* [PROVIDED RECORDS]

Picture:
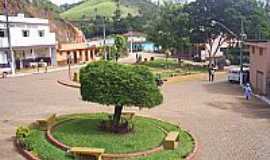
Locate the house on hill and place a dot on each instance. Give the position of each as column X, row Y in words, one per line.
column 31, row 41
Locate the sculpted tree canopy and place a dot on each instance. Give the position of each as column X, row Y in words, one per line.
column 121, row 85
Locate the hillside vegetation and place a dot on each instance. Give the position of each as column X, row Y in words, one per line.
column 65, row 32
column 89, row 8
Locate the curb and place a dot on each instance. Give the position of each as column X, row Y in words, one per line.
column 26, row 154
column 29, row 156
column 191, row 156
column 262, row 98
column 105, row 156
column 67, row 84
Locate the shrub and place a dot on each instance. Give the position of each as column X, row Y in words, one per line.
column 121, row 85
column 22, row 135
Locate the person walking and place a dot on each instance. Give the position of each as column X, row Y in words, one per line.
column 248, row 91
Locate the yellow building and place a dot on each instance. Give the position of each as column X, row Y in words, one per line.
column 78, row 53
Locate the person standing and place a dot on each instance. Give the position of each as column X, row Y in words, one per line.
column 248, row 91
column 211, row 73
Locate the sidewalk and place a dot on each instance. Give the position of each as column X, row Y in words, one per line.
column 42, row 70
column 263, row 98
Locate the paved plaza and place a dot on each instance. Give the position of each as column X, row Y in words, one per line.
column 226, row 125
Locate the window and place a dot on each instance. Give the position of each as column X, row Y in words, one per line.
column 41, row 33
column 253, row 50
column 26, row 33
column 261, row 51
column 3, row 33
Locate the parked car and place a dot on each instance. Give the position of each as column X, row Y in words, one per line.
column 5, row 70
column 234, row 74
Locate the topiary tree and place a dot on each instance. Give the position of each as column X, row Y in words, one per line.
column 120, row 85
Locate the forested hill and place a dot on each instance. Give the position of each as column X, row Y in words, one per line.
column 65, row 32
column 91, row 8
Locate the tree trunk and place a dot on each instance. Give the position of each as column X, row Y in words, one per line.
column 117, row 114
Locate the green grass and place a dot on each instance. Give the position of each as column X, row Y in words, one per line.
column 104, row 8
column 171, row 68
column 47, row 151
column 44, row 149
column 83, row 132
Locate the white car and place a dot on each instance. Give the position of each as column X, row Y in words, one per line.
column 5, row 70
column 234, row 74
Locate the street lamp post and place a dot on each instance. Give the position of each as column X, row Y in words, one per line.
column 241, row 40
column 9, row 38
column 104, row 39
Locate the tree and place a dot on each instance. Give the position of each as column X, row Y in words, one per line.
column 170, row 27
column 120, row 45
column 230, row 13
column 120, row 85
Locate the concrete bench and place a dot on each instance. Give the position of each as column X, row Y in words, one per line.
column 45, row 123
column 171, row 141
column 83, row 152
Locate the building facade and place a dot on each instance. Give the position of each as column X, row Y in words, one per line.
column 76, row 53
column 31, row 41
column 260, row 67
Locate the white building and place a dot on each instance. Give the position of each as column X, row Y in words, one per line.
column 31, row 41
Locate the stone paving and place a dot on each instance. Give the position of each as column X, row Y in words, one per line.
column 226, row 126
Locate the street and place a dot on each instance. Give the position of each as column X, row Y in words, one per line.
column 225, row 124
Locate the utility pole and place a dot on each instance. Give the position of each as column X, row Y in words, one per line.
column 242, row 39
column 11, row 53
column 104, row 39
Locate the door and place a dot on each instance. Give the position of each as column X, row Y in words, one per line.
column 259, row 82
column 75, row 57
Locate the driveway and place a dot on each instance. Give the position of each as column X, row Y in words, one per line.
column 225, row 124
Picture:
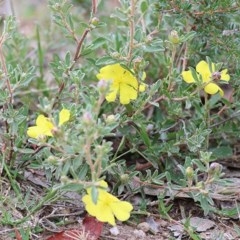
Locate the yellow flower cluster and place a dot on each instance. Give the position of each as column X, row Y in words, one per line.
column 208, row 76
column 107, row 206
column 122, row 82
column 45, row 127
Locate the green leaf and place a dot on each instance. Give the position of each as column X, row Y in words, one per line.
column 144, row 7
column 154, row 46
column 106, row 60
column 222, row 152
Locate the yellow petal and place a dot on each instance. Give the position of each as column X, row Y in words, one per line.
column 64, row 116
column 113, row 91
column 188, row 77
column 127, row 93
column 224, row 75
column 34, row 132
column 213, row 88
column 121, row 210
column 203, row 69
column 142, row 87
column 104, row 214
column 44, row 123
column 109, row 72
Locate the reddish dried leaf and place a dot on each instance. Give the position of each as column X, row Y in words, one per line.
column 18, row 235
column 71, row 234
column 93, row 226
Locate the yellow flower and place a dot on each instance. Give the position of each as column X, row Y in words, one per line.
column 44, row 126
column 107, row 207
column 208, row 76
column 122, row 82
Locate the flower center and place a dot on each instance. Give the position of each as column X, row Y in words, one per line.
column 216, row 76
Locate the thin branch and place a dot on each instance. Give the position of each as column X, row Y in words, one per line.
column 131, row 30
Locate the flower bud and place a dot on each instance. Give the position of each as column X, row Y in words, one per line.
column 189, row 172
column 87, row 118
column 110, row 118
column 94, row 21
column 64, row 179
column 215, row 169
column 52, row 160
column 173, row 37
column 115, row 55
column 148, row 39
column 124, row 178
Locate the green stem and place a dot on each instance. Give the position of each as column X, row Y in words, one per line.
column 171, row 67
column 207, row 117
column 49, row 197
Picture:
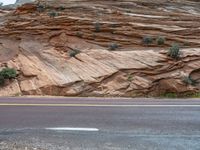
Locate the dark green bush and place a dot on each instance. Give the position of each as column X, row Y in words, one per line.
column 174, row 51
column 160, row 40
column 189, row 81
column 79, row 34
column 2, row 80
column 147, row 40
column 53, row 14
column 40, row 8
column 97, row 27
column 74, row 52
column 113, row 46
column 8, row 73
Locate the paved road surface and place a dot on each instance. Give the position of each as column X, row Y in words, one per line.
column 99, row 124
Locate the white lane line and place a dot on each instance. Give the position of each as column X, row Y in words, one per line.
column 73, row 129
column 99, row 105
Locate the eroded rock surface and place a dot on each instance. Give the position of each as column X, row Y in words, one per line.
column 38, row 44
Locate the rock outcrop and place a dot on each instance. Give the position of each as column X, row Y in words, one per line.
column 37, row 39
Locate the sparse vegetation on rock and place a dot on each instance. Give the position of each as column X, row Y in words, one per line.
column 147, row 40
column 53, row 14
column 174, row 51
column 74, row 52
column 189, row 81
column 160, row 40
column 79, row 34
column 7, row 73
column 40, row 8
column 97, row 27
column 113, row 46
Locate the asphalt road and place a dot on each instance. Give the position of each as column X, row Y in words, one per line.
column 96, row 123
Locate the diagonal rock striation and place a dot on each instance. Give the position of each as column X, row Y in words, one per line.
column 37, row 38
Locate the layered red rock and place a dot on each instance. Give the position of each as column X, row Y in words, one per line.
column 38, row 46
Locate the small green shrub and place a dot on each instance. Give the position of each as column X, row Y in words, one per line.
column 174, row 51
column 2, row 80
column 189, row 81
column 130, row 78
column 8, row 73
column 40, row 8
column 160, row 40
column 52, row 14
column 79, row 34
column 147, row 40
column 113, row 46
column 97, row 27
column 74, row 52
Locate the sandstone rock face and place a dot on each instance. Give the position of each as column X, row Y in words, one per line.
column 38, row 44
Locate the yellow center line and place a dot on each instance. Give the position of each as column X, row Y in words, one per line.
column 95, row 105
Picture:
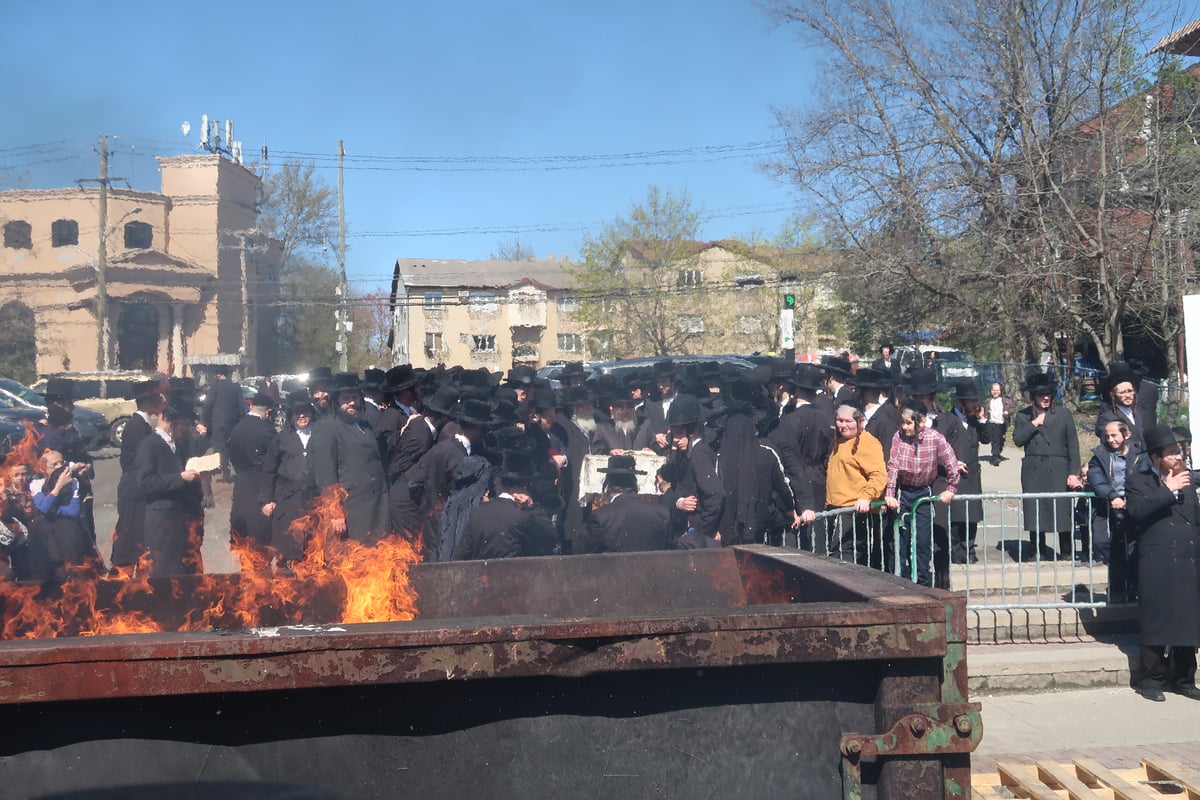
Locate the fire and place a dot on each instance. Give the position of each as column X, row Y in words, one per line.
column 339, row 581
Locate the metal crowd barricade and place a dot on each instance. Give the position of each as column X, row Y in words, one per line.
column 1014, row 585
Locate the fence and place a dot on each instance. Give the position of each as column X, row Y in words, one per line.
column 1017, row 585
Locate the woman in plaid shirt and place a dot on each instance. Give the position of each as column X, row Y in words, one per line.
column 913, row 462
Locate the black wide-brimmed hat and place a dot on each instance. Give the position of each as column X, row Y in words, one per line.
column 808, row 376
column 685, row 410
column 573, row 370
column 622, row 465
column 522, row 374
column 965, row 389
column 1038, row 382
column 923, row 380
column 60, row 389
column 1159, row 437
column 180, row 404
column 400, row 378
column 299, row 401
column 473, row 411
column 319, row 377
column 1120, row 377
column 874, row 379
column 343, row 382
column 372, row 379
column 443, row 400
column 837, row 367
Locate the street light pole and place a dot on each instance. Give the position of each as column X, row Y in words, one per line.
column 101, row 263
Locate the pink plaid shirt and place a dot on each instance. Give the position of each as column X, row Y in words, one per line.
column 913, row 462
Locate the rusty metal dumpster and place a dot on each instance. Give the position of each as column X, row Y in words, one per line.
column 742, row 672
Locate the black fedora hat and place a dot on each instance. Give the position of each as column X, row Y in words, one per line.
column 443, row 401
column 685, row 410
column 473, row 410
column 573, row 370
column 622, row 465
column 61, row 389
column 1120, row 377
column 965, row 389
column 837, row 367
column 345, row 380
column 876, row 379
column 319, row 377
column 1039, row 382
column 808, row 376
column 923, row 380
column 1159, row 437
column 400, row 378
column 300, row 400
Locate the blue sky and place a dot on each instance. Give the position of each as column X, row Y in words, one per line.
column 468, row 88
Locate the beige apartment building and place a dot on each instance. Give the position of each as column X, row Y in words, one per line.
column 187, row 280
column 491, row 314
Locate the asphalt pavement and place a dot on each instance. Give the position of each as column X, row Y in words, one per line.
column 1054, row 698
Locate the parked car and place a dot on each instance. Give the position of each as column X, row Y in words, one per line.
column 108, row 394
column 28, row 404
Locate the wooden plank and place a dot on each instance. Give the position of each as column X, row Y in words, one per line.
column 1158, row 769
column 1092, row 771
column 1018, row 780
column 1059, row 776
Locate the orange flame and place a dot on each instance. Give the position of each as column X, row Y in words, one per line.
column 343, row 579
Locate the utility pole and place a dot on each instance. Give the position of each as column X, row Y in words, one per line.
column 101, row 262
column 343, row 318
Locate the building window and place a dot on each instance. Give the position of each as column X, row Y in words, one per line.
column 138, row 235
column 18, row 234
column 483, row 302
column 748, row 324
column 432, row 344
column 64, row 233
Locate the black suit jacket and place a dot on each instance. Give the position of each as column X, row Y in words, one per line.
column 629, row 524
column 502, row 529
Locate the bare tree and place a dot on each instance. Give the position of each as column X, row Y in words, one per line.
column 971, row 158
column 637, row 293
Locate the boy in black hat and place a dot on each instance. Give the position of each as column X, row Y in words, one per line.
column 174, row 513
column 129, row 534
column 250, row 531
column 625, row 524
column 701, row 493
column 346, row 451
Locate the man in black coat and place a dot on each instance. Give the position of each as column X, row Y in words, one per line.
column 346, row 452
column 174, row 515
column 431, row 480
column 804, row 439
column 627, row 524
column 1162, row 503
column 129, row 536
column 288, row 483
column 700, row 492
column 250, row 530
column 222, row 409
column 510, row 524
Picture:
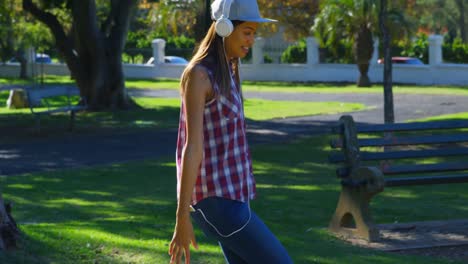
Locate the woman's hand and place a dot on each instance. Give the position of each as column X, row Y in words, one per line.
column 181, row 240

* [PROBLEM] I need the lines from the one containing "Locate the man" through the end of the records retyped exactly, with the pictures left out.

* [REPLY]
Locate the man in black coat and place a dot on each instance. Give the position of each as column X, row Y in words, one per line.
column 346, row 452
column 174, row 515
column 431, row 480
column 804, row 439
column 627, row 524
column 1162, row 503
column 129, row 536
column 288, row 483
column 700, row 492
column 250, row 530
column 222, row 409
column 510, row 524
Picture:
Locate the woman's hand and place a dot on each instance. Give the position of each as column X, row Y in words, one per line.
column 181, row 240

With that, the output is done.